El matrimonio es una caja de sorpresas. Si, a lo largo de los años, eres capaz de conservar aquella mirada enamorada, capaz de admirarse ante cualquier circunstancia, y no te dejas llevar por la rutina mala, la que todo lo avejenta, el matrimonio te regala momentos de un placer inesperado. Un placer muchas veces diferente al que solemos identificar con esta palabra, pero placer, al cabo, si por tal entendemos lo que refleja la primera acepción del diccionario de la RALE: agradar o dar gusto.
El amor es vulnerable. La persona amada también lo es. En nuestro caso, yo soy más vulnerable que Loles, por lo menos a los virus y bacterias. A Loles, en cambio, nadie en casa la recuerda enferma. Pero esta semana las tornas han cambiado.
El sábado pasado, pedaleábamos por un sendero de una montaña en una agradable excusión matrimonial en bicicleta cuando, de pronto, Loles perdió el equilibrio y se cayó por el talud de la ladera inferior, con tan mala fortuna que la bici le cayó encima de la rodilla y se rompió la meseta de la tibia (lugar de nuestro esqueleto de cuya existencia me enteré ese mismo sábado).

Datos proporcionados:
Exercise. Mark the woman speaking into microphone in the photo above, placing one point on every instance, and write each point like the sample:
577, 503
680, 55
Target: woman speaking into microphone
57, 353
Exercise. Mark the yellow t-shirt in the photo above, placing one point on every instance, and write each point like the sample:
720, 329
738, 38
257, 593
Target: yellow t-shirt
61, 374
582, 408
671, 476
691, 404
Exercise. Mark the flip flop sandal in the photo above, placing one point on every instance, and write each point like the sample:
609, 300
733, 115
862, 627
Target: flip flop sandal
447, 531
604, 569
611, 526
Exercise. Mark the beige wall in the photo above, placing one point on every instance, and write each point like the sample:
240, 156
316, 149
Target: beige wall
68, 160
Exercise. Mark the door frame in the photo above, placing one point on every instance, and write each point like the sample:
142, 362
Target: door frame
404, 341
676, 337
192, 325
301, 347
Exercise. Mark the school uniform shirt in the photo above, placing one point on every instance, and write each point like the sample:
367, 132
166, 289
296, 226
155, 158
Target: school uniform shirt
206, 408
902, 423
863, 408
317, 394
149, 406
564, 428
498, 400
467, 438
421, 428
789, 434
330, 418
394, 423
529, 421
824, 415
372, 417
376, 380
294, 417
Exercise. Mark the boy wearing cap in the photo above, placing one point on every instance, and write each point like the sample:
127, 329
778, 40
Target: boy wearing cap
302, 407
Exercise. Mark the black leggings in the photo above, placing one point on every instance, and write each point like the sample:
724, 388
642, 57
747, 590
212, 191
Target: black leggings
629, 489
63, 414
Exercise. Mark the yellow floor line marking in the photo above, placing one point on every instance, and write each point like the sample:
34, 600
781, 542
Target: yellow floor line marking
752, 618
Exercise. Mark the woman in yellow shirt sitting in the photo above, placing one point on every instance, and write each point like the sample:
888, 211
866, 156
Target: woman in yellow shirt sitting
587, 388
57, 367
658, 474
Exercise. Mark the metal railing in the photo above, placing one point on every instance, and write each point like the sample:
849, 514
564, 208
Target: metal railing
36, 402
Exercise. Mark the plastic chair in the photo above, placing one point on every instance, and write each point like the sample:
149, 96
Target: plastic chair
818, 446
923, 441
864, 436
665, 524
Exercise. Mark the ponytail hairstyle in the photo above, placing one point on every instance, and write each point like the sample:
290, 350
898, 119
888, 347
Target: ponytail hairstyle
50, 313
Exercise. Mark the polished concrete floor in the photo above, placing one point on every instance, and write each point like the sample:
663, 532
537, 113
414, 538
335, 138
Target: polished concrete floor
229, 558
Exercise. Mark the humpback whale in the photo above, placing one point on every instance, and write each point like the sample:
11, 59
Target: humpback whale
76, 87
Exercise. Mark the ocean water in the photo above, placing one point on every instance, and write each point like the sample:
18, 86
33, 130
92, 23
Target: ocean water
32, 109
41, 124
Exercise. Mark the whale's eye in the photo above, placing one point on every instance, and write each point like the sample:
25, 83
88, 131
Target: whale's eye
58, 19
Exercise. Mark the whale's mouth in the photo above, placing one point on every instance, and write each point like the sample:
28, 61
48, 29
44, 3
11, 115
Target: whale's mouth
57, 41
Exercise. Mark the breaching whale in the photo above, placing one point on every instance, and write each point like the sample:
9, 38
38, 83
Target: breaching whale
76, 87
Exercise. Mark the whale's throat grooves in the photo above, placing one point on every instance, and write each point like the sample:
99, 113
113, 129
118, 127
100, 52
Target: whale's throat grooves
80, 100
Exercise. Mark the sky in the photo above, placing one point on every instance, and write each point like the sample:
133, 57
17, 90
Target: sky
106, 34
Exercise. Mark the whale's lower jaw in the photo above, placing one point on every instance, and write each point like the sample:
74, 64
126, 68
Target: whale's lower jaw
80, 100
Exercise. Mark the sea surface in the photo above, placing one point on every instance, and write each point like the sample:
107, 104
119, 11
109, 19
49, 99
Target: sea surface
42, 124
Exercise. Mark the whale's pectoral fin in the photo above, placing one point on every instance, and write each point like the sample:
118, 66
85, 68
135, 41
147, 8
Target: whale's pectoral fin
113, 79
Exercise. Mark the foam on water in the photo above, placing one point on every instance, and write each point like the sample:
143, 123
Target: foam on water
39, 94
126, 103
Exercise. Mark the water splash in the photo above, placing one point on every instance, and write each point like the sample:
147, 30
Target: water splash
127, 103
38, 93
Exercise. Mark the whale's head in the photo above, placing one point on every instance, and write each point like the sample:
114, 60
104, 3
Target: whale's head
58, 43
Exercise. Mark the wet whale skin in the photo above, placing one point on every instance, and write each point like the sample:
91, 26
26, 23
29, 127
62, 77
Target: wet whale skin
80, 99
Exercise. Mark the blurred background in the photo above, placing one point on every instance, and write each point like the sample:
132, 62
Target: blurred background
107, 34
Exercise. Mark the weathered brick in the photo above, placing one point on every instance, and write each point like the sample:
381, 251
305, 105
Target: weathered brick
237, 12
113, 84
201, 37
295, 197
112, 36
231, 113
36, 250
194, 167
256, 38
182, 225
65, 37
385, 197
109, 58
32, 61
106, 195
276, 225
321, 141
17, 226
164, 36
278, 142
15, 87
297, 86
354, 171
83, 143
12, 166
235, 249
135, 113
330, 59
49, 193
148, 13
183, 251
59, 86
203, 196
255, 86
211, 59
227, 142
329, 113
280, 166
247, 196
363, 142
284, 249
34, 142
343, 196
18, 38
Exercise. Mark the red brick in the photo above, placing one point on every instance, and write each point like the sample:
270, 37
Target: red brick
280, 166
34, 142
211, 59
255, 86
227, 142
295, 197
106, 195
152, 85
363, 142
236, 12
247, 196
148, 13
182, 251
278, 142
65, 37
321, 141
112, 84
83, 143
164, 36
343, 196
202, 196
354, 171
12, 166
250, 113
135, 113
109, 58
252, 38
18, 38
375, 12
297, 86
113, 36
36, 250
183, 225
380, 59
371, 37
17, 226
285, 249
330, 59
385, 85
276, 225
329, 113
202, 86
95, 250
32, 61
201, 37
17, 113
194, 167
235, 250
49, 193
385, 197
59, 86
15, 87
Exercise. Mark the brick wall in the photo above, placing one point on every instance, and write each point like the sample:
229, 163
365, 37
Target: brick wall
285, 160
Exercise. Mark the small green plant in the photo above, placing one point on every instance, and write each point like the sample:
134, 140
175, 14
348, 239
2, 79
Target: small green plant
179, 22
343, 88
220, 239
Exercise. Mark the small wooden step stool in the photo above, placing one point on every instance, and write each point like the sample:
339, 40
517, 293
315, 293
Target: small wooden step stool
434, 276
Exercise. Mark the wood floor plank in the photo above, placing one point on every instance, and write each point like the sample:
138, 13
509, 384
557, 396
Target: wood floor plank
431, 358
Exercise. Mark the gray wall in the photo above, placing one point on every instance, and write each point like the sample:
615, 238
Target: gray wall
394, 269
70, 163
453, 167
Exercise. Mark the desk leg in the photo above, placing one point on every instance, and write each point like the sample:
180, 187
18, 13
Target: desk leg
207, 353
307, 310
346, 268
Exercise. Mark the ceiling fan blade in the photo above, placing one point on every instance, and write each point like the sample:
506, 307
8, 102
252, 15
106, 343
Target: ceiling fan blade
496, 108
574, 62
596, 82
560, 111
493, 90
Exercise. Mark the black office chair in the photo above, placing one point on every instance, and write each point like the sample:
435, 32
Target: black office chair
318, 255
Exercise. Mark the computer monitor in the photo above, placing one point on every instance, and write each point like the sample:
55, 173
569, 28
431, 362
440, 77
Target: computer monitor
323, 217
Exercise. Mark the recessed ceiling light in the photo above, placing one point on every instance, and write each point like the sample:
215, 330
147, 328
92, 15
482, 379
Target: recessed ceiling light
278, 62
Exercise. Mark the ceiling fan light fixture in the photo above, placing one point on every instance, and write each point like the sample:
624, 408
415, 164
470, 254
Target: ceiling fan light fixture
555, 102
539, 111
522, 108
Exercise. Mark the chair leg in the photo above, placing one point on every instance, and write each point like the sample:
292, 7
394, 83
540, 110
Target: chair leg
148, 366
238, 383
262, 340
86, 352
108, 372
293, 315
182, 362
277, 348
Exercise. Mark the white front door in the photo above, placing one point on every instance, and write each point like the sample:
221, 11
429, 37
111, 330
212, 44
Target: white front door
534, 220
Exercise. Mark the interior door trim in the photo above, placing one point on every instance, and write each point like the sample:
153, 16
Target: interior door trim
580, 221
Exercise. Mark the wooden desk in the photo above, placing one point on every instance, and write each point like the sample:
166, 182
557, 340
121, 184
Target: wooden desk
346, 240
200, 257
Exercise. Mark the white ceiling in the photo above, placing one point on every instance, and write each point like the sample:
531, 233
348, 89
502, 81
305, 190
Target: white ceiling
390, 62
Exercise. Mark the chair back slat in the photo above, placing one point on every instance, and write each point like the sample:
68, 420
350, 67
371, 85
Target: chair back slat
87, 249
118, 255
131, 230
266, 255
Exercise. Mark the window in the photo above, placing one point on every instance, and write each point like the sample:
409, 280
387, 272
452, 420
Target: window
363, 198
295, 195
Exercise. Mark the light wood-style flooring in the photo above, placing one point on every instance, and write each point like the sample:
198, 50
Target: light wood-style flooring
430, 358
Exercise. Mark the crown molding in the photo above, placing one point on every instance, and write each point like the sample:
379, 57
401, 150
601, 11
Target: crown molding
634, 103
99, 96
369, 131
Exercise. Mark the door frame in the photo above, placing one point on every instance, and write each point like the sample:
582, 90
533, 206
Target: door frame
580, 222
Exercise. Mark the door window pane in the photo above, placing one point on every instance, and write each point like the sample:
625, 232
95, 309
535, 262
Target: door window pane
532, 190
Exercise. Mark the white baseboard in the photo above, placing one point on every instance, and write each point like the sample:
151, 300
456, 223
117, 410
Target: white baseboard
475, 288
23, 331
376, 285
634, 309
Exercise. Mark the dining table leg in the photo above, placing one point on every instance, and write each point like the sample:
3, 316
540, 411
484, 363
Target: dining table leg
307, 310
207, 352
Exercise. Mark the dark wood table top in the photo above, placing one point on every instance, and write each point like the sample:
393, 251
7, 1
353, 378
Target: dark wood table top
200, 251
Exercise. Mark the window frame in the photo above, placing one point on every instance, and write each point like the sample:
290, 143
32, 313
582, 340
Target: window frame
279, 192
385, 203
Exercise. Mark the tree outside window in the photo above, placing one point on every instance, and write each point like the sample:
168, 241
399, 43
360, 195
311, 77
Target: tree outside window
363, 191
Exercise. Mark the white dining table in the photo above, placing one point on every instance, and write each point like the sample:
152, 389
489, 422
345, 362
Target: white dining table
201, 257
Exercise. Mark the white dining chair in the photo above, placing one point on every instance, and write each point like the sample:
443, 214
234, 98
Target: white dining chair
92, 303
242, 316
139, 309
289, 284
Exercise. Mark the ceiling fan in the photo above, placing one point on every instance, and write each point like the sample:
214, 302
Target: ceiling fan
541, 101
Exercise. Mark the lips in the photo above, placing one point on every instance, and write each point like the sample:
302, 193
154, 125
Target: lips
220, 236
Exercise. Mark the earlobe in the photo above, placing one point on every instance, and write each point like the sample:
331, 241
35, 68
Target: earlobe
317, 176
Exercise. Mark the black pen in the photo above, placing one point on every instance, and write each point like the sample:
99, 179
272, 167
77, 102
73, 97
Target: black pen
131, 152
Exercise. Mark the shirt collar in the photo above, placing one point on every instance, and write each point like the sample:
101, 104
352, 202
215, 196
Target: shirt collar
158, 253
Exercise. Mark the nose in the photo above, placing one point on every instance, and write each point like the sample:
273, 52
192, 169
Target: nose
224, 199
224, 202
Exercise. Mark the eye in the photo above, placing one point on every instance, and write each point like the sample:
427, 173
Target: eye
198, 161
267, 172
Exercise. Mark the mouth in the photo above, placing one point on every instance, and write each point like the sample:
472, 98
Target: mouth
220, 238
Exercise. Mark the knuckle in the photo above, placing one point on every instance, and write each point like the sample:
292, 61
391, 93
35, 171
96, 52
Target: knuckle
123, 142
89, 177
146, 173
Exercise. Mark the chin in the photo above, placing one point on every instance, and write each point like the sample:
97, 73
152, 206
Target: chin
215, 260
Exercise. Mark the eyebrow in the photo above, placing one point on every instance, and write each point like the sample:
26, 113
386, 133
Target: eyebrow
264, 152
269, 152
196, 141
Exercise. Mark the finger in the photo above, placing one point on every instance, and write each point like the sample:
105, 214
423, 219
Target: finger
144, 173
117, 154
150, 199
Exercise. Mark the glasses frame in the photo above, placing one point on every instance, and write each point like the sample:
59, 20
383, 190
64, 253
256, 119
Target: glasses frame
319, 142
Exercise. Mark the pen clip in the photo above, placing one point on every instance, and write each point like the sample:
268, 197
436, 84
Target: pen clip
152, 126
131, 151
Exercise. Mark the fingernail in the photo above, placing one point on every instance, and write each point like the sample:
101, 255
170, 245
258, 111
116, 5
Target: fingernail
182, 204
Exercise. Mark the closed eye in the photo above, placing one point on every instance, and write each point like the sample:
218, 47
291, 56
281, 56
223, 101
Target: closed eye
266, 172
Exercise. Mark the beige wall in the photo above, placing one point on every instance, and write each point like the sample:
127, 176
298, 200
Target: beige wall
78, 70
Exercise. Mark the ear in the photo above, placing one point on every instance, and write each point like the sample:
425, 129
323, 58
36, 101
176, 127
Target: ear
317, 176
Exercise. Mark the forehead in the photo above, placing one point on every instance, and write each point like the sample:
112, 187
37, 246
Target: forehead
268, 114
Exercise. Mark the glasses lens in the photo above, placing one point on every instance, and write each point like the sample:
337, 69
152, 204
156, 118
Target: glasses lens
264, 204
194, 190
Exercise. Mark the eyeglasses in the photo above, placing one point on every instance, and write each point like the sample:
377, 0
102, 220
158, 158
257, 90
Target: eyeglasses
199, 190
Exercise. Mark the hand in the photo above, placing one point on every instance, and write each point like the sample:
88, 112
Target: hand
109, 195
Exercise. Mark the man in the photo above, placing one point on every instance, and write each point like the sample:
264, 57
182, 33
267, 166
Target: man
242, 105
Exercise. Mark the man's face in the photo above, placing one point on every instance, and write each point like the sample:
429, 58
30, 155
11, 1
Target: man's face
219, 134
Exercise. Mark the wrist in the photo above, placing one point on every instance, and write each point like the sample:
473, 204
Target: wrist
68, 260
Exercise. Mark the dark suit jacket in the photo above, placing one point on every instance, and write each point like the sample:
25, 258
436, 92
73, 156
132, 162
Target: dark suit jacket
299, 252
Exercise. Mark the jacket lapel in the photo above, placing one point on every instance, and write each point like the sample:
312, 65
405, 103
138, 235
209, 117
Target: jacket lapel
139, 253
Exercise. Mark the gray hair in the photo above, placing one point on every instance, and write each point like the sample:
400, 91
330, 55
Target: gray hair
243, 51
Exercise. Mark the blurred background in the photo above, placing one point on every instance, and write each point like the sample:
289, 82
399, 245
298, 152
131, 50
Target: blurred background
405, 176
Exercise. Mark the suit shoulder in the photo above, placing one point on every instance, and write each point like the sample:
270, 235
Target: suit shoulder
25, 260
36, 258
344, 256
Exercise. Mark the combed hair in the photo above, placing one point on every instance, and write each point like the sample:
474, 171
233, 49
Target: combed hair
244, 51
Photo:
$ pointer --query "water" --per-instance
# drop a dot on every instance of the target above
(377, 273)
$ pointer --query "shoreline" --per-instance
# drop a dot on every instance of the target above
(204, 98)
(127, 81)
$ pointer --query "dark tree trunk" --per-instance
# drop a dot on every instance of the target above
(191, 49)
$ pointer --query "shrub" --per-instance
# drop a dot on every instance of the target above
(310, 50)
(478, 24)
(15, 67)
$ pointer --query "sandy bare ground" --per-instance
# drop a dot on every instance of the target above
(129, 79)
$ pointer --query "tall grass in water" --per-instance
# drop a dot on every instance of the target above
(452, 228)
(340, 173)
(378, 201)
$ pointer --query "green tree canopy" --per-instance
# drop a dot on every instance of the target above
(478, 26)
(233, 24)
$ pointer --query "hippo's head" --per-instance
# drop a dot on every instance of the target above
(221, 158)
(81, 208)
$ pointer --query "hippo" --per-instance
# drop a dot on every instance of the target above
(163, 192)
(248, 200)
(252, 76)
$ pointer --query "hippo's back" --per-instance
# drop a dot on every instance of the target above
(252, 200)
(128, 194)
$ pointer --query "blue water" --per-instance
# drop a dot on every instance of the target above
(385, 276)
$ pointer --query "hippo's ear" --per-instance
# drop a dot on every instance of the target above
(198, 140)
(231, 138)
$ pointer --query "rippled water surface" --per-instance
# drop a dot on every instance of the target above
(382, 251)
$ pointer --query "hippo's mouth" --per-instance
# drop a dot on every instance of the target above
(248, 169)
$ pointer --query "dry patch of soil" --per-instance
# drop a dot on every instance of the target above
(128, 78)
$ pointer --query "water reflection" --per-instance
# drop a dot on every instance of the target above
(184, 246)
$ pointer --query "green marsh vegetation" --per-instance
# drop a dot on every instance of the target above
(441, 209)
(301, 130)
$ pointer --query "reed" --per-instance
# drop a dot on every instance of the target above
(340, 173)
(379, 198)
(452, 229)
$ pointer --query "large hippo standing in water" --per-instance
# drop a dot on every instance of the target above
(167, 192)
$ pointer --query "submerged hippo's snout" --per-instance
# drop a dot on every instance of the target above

Tarea por realizar: Continúa el texto sobre el matrimonio y la caída de Loles a partir de su última oración. Los ítems no hacen falta para resolver la tarea.

Resultado del ejercicio:
Una inmovilización de la pierna de un hombre desde el pie hasta la ingle es, ciertamente, un trastorno familiar; pero la de una mujer es una verdadera tragedia. Una vez logré salir del primer atolladero y, tras intentar infructuosamente que caminara con un bastón improvisado, conseguí cargarla a mis espaldas y bajarla hasta la pista más cercana, donde pude recogerla con el coche y llevarla al hospital, me predispuse a lo que se avecinaba.
Pero, la vida y esta aventura insondable que es el matrimonio me deparaban una experiencia insospechada: el placer del cuidado matrimonial.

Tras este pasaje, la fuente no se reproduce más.